*Exercise aim*.
Write out everything from the line containing "Provide an outline for every instance of the white" down to the line containing "POLYGON ((0 169, 137", replacing "white background" with "blank backdrop" and leaving all else unchanged.

Recorded data:
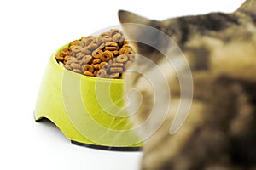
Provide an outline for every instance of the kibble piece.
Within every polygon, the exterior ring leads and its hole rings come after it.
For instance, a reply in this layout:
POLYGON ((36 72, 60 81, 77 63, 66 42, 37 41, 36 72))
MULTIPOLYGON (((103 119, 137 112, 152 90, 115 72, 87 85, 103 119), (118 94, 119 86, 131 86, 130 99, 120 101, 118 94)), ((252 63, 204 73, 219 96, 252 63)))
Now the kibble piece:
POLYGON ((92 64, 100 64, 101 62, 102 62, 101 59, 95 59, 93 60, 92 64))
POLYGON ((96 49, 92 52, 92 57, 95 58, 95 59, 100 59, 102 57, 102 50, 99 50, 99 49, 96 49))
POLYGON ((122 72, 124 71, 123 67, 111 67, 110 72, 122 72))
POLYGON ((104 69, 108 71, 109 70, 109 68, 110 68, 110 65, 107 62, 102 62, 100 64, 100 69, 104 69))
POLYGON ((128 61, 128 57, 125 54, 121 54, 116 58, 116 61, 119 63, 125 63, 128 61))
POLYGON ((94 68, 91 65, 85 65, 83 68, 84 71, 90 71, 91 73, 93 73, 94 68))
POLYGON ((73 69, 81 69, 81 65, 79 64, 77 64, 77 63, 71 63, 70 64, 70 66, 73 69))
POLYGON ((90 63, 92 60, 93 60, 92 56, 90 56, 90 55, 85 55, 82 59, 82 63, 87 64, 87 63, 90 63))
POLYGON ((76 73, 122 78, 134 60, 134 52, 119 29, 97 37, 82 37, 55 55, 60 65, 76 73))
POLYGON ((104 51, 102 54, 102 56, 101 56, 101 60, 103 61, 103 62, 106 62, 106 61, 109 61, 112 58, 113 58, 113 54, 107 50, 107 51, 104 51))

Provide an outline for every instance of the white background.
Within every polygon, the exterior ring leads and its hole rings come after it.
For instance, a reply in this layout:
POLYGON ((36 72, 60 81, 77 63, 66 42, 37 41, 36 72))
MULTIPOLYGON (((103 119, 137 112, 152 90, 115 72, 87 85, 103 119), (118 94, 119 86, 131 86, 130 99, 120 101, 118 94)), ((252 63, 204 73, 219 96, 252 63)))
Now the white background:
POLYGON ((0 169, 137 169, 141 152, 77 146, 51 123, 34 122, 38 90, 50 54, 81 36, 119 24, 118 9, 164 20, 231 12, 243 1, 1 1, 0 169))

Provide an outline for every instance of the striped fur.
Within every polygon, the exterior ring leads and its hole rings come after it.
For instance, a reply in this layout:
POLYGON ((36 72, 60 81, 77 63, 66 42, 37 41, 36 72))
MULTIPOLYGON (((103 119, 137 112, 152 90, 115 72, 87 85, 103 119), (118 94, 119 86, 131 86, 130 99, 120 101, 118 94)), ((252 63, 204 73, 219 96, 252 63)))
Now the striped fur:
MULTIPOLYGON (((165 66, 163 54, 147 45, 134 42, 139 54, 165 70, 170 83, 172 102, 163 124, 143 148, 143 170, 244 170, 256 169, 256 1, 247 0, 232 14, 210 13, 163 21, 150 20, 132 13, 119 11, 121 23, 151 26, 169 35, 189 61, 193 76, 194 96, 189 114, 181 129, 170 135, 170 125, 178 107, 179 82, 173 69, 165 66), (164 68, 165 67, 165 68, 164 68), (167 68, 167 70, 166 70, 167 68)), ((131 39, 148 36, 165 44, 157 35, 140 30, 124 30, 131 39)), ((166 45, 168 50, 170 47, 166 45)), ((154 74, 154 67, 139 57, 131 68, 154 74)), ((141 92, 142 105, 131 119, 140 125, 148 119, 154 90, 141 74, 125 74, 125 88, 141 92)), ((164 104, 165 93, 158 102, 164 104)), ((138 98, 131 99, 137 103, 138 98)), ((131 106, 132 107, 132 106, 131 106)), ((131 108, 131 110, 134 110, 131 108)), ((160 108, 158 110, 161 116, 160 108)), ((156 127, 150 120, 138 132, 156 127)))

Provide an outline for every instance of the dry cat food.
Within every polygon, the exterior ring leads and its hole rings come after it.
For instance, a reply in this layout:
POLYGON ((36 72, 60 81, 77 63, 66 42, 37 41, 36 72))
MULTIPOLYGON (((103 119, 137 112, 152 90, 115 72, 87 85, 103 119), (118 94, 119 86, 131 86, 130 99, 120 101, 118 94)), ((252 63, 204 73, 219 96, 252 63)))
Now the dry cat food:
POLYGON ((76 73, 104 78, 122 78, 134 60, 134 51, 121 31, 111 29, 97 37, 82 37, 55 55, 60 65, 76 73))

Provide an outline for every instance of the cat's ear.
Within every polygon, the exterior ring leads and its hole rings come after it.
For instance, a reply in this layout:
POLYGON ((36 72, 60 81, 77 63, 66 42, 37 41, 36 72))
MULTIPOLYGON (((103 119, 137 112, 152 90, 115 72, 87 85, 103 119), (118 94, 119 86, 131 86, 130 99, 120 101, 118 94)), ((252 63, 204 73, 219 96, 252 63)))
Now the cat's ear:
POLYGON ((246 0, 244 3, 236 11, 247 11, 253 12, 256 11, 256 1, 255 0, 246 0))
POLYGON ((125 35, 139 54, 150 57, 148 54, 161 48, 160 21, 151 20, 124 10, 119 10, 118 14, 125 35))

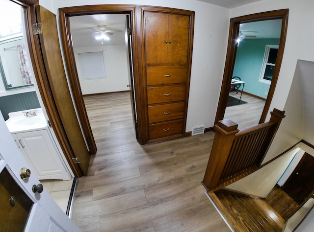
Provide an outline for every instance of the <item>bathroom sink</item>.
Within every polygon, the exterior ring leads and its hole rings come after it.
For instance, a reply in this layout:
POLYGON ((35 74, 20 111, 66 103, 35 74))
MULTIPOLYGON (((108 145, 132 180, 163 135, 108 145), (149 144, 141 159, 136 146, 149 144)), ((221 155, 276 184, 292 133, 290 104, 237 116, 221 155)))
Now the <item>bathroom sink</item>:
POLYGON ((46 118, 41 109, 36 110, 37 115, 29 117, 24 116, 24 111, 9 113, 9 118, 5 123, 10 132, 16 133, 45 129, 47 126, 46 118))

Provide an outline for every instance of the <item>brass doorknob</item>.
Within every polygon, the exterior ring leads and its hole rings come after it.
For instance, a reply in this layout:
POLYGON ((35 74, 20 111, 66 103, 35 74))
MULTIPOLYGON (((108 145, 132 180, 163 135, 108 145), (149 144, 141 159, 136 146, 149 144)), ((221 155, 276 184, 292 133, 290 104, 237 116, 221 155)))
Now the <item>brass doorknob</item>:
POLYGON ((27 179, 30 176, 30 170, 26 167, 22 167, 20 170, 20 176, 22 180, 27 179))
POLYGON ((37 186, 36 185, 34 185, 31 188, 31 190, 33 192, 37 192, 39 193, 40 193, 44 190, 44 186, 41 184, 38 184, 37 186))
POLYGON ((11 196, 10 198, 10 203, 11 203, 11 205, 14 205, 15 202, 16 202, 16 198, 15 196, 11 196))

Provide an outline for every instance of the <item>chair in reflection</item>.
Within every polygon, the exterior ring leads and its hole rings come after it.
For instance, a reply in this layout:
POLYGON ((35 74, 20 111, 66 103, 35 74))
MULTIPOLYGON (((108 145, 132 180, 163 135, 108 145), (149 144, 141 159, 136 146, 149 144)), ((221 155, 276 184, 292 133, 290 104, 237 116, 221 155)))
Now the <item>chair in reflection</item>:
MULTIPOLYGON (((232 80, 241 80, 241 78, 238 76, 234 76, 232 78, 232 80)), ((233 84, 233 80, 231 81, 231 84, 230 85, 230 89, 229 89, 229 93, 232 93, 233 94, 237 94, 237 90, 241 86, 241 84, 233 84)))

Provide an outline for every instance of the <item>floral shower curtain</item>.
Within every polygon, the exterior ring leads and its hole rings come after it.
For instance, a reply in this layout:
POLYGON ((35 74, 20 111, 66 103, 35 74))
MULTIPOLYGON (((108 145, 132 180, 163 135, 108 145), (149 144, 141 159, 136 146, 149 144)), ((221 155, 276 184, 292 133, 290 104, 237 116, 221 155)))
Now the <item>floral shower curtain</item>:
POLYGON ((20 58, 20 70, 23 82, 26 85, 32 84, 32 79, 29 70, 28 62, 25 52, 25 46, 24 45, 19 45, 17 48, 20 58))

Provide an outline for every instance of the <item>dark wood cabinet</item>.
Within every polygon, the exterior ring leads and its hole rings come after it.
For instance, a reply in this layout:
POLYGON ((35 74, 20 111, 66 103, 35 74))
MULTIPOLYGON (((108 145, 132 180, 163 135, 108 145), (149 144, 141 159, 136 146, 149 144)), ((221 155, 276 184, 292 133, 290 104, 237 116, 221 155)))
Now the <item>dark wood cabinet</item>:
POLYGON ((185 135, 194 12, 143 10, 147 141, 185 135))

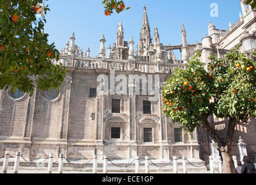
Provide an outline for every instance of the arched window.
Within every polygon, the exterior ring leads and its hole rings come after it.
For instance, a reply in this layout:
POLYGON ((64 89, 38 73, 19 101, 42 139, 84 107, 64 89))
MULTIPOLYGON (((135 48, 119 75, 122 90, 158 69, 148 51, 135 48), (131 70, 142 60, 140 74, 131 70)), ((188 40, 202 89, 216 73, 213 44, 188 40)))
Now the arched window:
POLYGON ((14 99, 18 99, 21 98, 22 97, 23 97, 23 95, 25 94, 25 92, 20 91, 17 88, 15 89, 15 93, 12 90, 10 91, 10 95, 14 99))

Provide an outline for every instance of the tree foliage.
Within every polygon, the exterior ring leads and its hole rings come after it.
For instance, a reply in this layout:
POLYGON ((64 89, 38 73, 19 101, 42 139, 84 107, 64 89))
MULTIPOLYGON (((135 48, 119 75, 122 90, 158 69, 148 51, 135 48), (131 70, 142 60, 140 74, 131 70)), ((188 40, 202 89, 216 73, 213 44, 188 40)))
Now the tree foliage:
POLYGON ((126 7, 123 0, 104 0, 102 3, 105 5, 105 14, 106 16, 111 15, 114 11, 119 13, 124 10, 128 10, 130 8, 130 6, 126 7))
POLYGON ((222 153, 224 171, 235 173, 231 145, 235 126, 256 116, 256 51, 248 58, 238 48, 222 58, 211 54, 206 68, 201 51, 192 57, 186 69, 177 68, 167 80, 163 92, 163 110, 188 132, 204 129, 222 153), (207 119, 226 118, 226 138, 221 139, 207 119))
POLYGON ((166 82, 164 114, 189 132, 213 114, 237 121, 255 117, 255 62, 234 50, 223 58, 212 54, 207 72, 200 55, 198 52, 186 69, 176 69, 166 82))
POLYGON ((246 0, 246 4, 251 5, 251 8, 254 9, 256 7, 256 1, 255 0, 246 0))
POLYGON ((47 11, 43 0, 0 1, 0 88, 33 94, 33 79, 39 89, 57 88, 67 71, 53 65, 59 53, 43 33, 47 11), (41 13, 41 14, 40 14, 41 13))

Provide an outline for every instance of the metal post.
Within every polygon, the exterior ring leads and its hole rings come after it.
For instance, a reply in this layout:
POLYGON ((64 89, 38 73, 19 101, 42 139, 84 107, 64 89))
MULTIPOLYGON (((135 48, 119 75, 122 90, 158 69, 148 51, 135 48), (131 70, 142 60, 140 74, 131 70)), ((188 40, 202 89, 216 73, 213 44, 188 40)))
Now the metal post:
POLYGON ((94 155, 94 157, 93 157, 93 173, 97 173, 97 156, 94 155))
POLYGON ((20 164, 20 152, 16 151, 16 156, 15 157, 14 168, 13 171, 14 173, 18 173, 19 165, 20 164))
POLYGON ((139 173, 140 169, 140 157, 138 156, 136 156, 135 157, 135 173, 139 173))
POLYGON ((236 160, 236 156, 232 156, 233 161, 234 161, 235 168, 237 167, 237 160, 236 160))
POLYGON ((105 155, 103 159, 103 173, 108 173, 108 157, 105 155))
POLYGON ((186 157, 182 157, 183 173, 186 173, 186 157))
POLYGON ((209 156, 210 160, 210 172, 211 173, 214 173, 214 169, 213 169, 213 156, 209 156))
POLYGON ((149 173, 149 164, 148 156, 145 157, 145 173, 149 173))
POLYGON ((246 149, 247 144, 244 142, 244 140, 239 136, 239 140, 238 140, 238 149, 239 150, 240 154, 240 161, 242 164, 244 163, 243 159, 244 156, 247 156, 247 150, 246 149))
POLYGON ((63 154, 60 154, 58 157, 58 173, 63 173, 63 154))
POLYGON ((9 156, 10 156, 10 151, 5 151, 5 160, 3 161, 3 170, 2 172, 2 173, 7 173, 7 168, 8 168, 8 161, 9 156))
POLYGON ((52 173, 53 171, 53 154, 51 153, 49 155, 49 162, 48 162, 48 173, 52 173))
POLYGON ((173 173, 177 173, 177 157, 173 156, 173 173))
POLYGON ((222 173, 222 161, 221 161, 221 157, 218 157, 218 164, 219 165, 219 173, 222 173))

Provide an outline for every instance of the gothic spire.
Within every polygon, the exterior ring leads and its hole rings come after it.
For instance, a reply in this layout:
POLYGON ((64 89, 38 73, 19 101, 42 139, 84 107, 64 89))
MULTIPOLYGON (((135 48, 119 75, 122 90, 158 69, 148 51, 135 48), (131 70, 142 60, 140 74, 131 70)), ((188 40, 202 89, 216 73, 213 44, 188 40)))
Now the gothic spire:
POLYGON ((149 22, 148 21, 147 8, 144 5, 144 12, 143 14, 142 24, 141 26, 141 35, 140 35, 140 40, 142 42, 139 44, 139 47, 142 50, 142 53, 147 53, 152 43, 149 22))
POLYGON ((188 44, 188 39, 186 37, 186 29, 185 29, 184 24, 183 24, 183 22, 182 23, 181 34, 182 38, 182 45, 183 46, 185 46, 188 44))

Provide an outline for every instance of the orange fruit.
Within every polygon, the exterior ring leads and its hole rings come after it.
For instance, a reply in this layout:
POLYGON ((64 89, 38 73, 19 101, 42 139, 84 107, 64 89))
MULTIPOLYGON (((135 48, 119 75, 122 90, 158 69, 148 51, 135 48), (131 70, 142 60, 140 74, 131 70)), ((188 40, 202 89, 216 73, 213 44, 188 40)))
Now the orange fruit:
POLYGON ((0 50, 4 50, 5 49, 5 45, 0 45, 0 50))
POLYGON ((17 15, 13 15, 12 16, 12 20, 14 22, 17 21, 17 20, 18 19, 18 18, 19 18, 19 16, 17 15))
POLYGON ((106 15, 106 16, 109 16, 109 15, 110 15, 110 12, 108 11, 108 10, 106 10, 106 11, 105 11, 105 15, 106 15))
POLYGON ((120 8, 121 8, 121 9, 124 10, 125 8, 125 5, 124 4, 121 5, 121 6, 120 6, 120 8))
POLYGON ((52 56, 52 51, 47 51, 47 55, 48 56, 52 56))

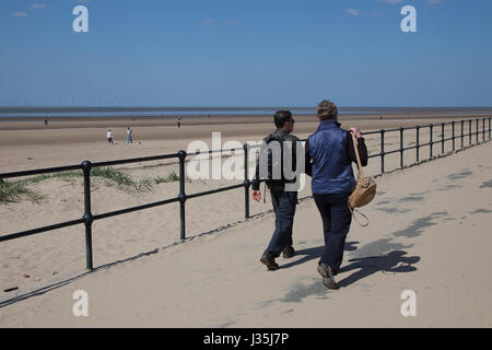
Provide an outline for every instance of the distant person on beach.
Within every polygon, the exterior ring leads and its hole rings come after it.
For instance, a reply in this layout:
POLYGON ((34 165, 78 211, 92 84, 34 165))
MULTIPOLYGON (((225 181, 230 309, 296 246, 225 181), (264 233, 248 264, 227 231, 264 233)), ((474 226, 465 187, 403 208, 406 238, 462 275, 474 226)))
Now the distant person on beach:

*Answer below*.
Provide an outline for every instance of the blank backdrop.
Within every polygon, the exterior ring leads and its hole rings come after it.
For instance, a reply in this layout:
POLYGON ((36 72, 60 81, 77 63, 66 42, 37 41, 36 72))
MULTIPOLYGON (((103 119, 137 112, 152 90, 115 72, 87 85, 103 119), (118 94, 119 86, 131 86, 130 99, 120 101, 118 94)), ((252 63, 204 73, 219 96, 252 63)))
Now the blank backdrop:
POLYGON ((0 169, 137 169, 141 152, 77 146, 51 123, 34 122, 38 90, 50 54, 81 36, 119 24, 118 9, 164 20, 231 12, 243 1, 1 1, 0 169))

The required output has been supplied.